» **What is required**:
Copy everything in the listing below word for word, apart from any images.

» **Data in this exercise**:

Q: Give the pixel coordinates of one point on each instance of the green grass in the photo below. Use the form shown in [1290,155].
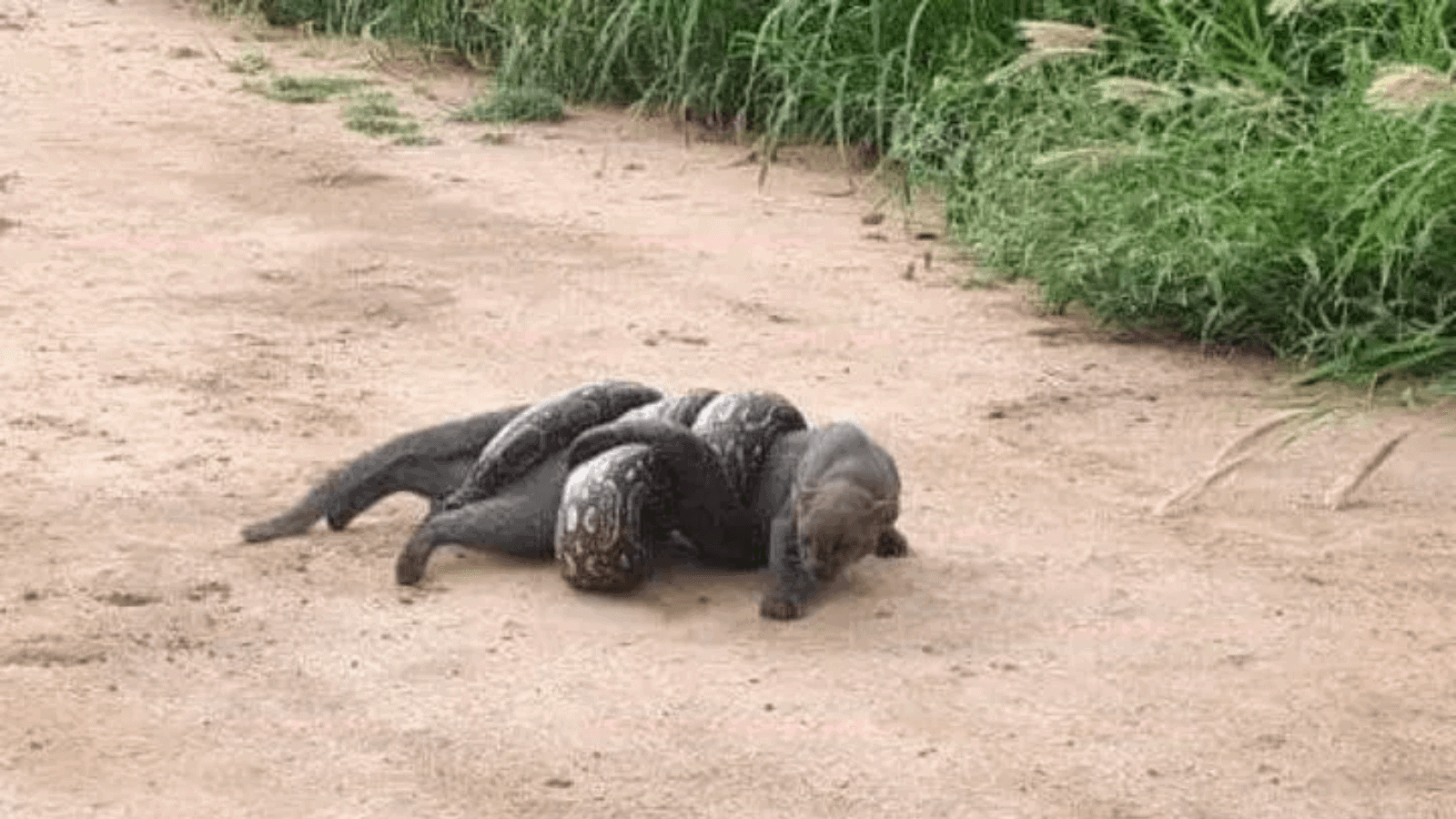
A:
[1239,171]
[249,63]
[376,114]
[510,104]
[288,87]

» **Result for this task**:
Q: Give the pixel coordinates of one point on each instance of the green grass in the photo below. Use the form shown in [1290,155].
A:
[1239,171]
[249,63]
[376,114]
[510,104]
[288,87]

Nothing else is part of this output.